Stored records
◇ ◇ ◇ ◇ ◇

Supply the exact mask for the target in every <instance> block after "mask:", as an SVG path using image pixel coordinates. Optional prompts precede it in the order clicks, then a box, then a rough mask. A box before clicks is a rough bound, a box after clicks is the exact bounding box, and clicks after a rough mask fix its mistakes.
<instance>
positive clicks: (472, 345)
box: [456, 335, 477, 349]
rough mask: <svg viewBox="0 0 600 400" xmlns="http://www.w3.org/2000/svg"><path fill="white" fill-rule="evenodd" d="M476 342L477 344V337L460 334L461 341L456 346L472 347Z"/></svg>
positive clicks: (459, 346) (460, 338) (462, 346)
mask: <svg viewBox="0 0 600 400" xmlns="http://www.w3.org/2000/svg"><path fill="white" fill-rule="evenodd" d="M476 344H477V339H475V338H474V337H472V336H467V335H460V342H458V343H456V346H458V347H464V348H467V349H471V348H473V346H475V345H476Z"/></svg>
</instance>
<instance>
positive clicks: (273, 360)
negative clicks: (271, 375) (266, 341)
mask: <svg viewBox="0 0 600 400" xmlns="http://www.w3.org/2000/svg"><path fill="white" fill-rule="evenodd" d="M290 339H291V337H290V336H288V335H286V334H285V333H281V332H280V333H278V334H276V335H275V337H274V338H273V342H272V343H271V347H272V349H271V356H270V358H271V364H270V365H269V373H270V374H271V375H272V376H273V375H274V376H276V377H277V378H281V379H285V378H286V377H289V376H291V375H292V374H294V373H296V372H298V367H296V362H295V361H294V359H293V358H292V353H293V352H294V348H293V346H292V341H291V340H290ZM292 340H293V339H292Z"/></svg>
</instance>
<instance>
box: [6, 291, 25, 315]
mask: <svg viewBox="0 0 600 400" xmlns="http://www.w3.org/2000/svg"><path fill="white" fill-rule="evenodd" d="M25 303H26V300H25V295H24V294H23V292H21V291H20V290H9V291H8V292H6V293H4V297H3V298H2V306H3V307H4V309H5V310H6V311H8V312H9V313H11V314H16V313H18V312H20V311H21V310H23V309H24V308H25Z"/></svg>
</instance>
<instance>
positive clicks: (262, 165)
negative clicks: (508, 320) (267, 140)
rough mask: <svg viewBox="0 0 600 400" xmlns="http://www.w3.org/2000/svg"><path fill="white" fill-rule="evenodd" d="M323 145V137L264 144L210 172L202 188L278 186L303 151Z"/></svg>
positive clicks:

◇ ◇ ◇ ◇ ◇

**Problem:** Copy out the records once more, with nothing altered.

**Solution for this task:**
Supply the exact mask for the target in every <instance> block after "mask:", as an SVG path using image pixel coordinates. Optional prompts precede it in the order clicks, then a box, then a rough mask. A box before clicks is a rough bound, a box after clicks is the exact bounding box, and clicks after a rough mask fix its mistakes.
<instance>
positive clicks: (472, 345)
box: [456, 335, 477, 349]
rough mask: <svg viewBox="0 0 600 400" xmlns="http://www.w3.org/2000/svg"><path fill="white" fill-rule="evenodd" d="M476 342L477 344V337L460 334L461 341L456 346L472 347Z"/></svg>
positive clicks: (459, 346) (460, 338) (462, 346)
mask: <svg viewBox="0 0 600 400" xmlns="http://www.w3.org/2000/svg"><path fill="white" fill-rule="evenodd" d="M476 344H477V339H475V338H474V337H472V336H467V335H460V342H458V343H456V346H458V347H464V348H467V349H471V348H473V346H475V345H476Z"/></svg>
</instance>
<instance>
positive clicks: (273, 360)
negative clicks: (271, 375) (266, 341)
mask: <svg viewBox="0 0 600 400" xmlns="http://www.w3.org/2000/svg"><path fill="white" fill-rule="evenodd" d="M290 339H291V337H290V336H288V335H286V334H285V333H281V332H280V333H278V334H276V335H275V337H274V338H273V342H272V343H271V347H272V349H271V356H270V358H271V364H270V365H269V373H270V374H271V375H272V376H273V375H274V376H276V377H277V378H281V379H285V378H286V377H289V376H291V375H292V374H294V373H296V372H298V367H296V362H295V361H294V359H293V358H292V353H293V352H294V348H293V346H292V341H291V340H290ZM292 340H293V339H292Z"/></svg>
</instance>
<instance>
box: [6, 291, 25, 315]
mask: <svg viewBox="0 0 600 400" xmlns="http://www.w3.org/2000/svg"><path fill="white" fill-rule="evenodd" d="M25 303H26V300H25V295H24V294H23V292H21V291H20V290H9V291H8V292H6V293H4V297H3V298H2V306H3V307H4V309H5V310H6V311H8V312H9V313H11V314H16V313H18V312H20V311H21V310H23V309H24V308H25Z"/></svg>
</instance>
<instance>
positive clicks: (262, 165)
negative clicks: (508, 320) (267, 140)
rough mask: <svg viewBox="0 0 600 400" xmlns="http://www.w3.org/2000/svg"><path fill="white" fill-rule="evenodd" d="M323 145V137L264 144L210 172L202 188L278 186L303 151Z"/></svg>
positive clicks:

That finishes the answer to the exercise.